(Rows from a box labeling dataset)
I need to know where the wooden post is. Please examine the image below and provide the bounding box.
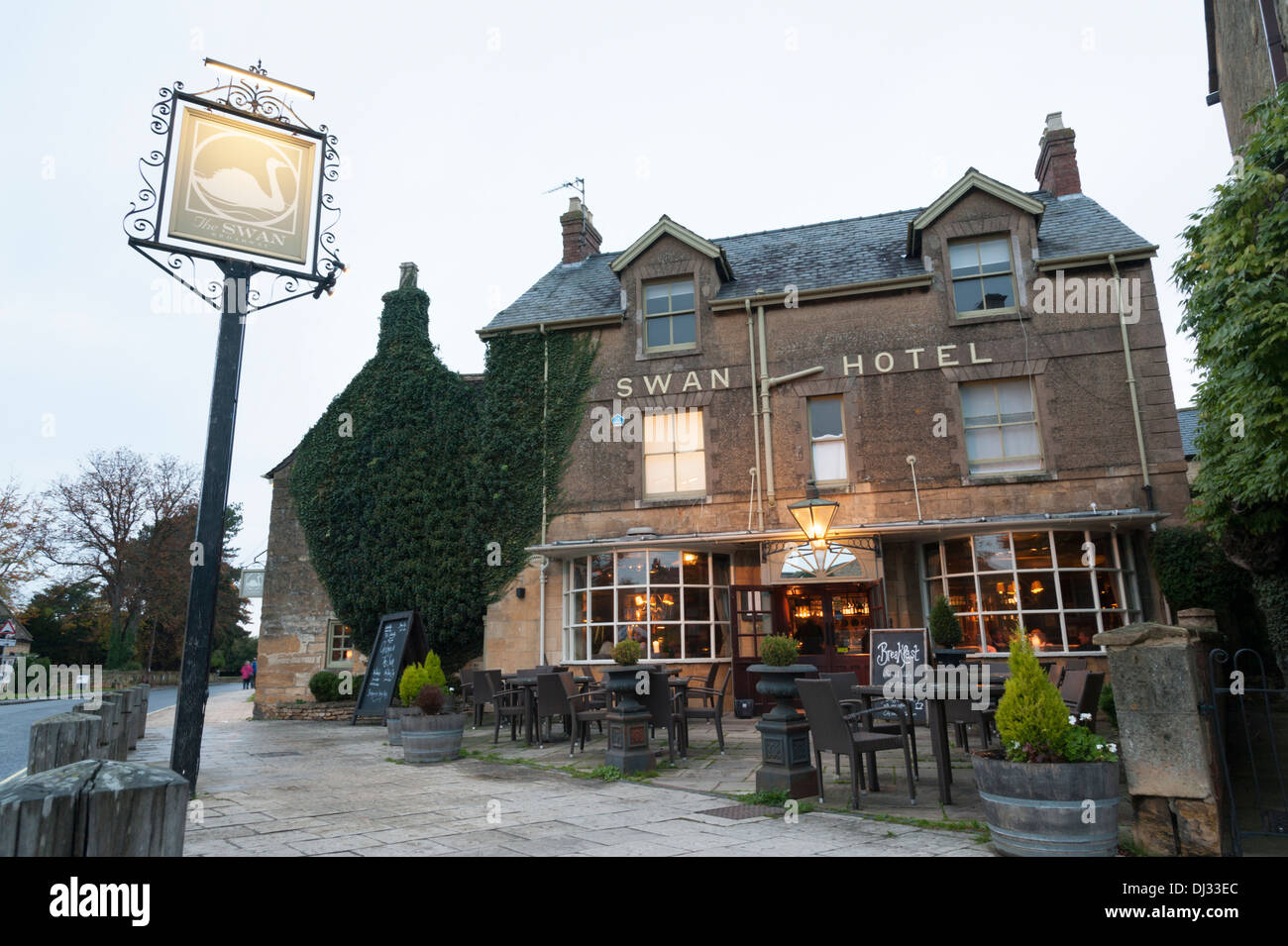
[0,762,189,857]
[121,688,139,749]
[72,693,125,762]
[27,713,103,775]
[139,683,152,739]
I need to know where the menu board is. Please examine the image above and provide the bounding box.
[868,627,932,725]
[351,611,429,725]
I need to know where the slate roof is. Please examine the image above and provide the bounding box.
[1176,407,1199,460]
[483,190,1150,332]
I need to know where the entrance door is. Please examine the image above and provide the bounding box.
[785,584,875,683]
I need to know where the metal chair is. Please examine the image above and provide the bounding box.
[638,671,690,765]
[796,679,917,808]
[473,671,505,728]
[492,686,528,745]
[680,664,733,754]
[1060,671,1105,732]
[559,674,608,757]
[536,674,572,749]
[818,671,921,782]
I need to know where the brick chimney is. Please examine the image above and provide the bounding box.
[559,197,602,263]
[1033,112,1082,197]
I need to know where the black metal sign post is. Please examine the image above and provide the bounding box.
[121,60,344,791]
[170,263,253,788]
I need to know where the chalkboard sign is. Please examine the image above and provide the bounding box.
[868,627,931,723]
[349,611,429,726]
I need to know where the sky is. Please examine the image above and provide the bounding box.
[0,0,1232,635]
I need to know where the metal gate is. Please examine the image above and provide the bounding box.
[1201,648,1288,857]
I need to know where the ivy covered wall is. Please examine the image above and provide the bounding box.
[291,288,595,672]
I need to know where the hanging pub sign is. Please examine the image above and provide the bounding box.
[349,611,429,726]
[168,108,317,263]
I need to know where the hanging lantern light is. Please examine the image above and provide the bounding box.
[787,480,841,574]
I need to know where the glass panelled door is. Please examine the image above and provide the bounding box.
[786,584,873,683]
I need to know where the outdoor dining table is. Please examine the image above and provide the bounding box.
[854,680,1006,804]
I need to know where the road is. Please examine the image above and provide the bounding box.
[0,680,250,783]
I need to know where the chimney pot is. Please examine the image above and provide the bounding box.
[1033,112,1082,197]
[559,197,602,263]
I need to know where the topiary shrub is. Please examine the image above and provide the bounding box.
[760,635,802,667]
[398,651,447,706]
[613,640,640,667]
[309,671,340,702]
[997,633,1069,762]
[930,594,962,650]
[416,683,443,715]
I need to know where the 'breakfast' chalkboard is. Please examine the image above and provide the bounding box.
[868,628,928,723]
[351,611,429,726]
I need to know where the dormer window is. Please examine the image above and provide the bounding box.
[948,237,1015,318]
[644,278,698,352]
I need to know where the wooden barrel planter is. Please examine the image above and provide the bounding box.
[971,751,1118,857]
[402,713,465,766]
[385,706,420,745]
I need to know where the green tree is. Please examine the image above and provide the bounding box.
[1173,85,1288,675]
[21,580,111,664]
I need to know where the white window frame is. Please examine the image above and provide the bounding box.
[957,375,1046,477]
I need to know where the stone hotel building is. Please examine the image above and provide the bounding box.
[261,113,1189,700]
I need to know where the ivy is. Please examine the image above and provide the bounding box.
[1172,85,1288,672]
[290,288,593,674]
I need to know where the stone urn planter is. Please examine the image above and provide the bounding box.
[747,663,818,798]
[385,706,420,745]
[971,751,1118,857]
[402,712,465,766]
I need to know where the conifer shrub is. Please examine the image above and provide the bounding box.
[309,671,340,702]
[997,633,1069,762]
[760,635,802,667]
[613,640,640,667]
[930,594,962,650]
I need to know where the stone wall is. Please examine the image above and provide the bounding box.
[255,465,366,718]
[255,700,356,722]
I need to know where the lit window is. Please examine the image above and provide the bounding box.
[961,377,1042,473]
[564,549,731,661]
[644,279,698,352]
[644,408,707,498]
[948,237,1015,315]
[922,530,1141,654]
[326,620,353,667]
[808,397,847,482]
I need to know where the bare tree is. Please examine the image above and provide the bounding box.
[0,478,49,599]
[47,448,197,661]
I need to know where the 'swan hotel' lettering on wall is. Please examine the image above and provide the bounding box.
[170,108,317,263]
[617,343,993,397]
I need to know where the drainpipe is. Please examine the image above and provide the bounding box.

§ **Task goal**:
Reproduce all of the material above word for word, leaving out the pictures.

§ **Solution for this problem**:
I need to know where the wooden post is. Please examine the image below and provide the bounding box.
[0,762,189,857]
[121,688,139,749]
[72,693,125,762]
[27,713,103,775]
[139,683,152,739]
I need to know where the menu board is. Please examine the image above and provide the bounding box.
[868,627,932,725]
[351,611,429,725]
I need to know where the slate roof is. Please examine the image above and provide the bounding box.
[1176,407,1199,460]
[483,190,1150,332]
I need to know where the entrance door is. Please examine the image above and provide the bounding box.
[785,584,875,683]
I need to know where the metal chair is. Please examine the image above and provide the bounding box.
[638,671,690,765]
[796,679,917,808]
[473,671,505,728]
[492,686,528,745]
[680,664,733,754]
[1060,671,1105,732]
[559,674,608,757]
[536,674,572,749]
[818,671,921,782]
I need to know where the brick chimney is. Please examine the image above and provide the bounding box.
[559,197,602,263]
[1033,112,1082,197]
I need to know where the black metal sign post is. Please examine the image above and provide the bounding box.
[121,60,344,791]
[170,263,253,788]
I need to know where the chalkboard sign is. Please examine the image above and provide the bounding box.
[868,627,931,723]
[349,611,429,726]
I need to know where the sky is. Please examine the image above and provide the bounding box.
[0,0,1232,635]
I need to know where the metal gate is. Please examine the image above and provide the bounding box.
[1201,648,1288,857]
I need to know where the ivy covered wall is. Please examine the image above and provide the bounding box.
[291,288,595,672]
I need to know where the hanging pub sign is. Please examine the image above and provide the bounding box.
[349,611,429,726]
[168,108,317,263]
I need to know where the hanging lantern light is. Please examine the image above and provide the bounding box.
[787,480,841,574]
I need to know where the glass panelled door is. Please examine the image above and provide the bounding box.
[786,584,873,683]
I need to know where the outdoor dining table is. Please examine the image above and provide the bounding box.
[854,680,1006,804]
I need to know where the road is. Please examine the image above and provide the bounding box.
[0,680,250,783]
I need to know where the chimney pot is. Please examine the image above and provide the bounding box.
[1033,112,1082,197]
[559,197,602,263]
I need to know where the topiary shrub is. Please examine the image above and provide the bounding box.
[760,635,802,667]
[398,651,447,706]
[613,640,640,667]
[309,671,340,702]
[997,633,1069,762]
[930,594,962,650]
[416,683,443,715]
I need to know where the 'breakfast' chalkboard is. Please examine the image above and provide the bounding box.
[868,628,928,723]
[351,611,429,726]
I need to know where the dormer window is. Please examine the image above and provide the bounding box.
[948,237,1015,318]
[644,278,698,352]
I need to know where the wooden barrel planter is. Please examine the image above and provide the bounding box.
[971,751,1118,857]
[402,713,465,766]
[385,706,420,745]
I need to know where the green tree is. Please examine the image above and provide the bounding box.
[1173,85,1288,675]
[21,580,111,664]
I need to know where the white window frame is. Please examine the image above and provide the bounding box.
[957,375,1046,477]
I need to know where the stone hotel building is. Please examine the image above and provide the bounding box.
[261,113,1189,700]
I need to know where the ivy is. Please examine the image above and provide the bounding box.
[1172,85,1288,672]
[290,288,593,674]
I need to know where the stone urn planter is. Please examine the image above and provide the bounding box.
[747,663,818,798]
[385,706,420,745]
[971,751,1118,857]
[402,712,465,766]
I need to know where the conifer shrub is. Please examine the image above and provide the bounding box.
[309,671,340,702]
[997,633,1069,762]
[760,635,802,667]
[613,640,640,667]
[930,594,962,650]
I need to know where the stone wall is. Please examine the image above and provide the bounding box.
[255,465,366,718]
[255,700,356,722]
I need to know where the lit window is. Please examine the image above and provide the bounding box.
[961,377,1042,473]
[564,549,731,661]
[644,279,698,352]
[644,408,707,498]
[948,237,1015,315]
[922,530,1141,654]
[326,620,353,667]
[808,397,847,482]
I need to know where the bare tree is. Please examine the image above and provide the bounding box.
[0,478,49,599]
[47,448,197,661]
I need to know where the 'swan hotel' lettering on wall is. Please examine the image above and provide the bounding box.
[170,108,317,263]
[617,343,993,397]
I need to know where the drainpipe is. Please examine the image above and provide the bounding box.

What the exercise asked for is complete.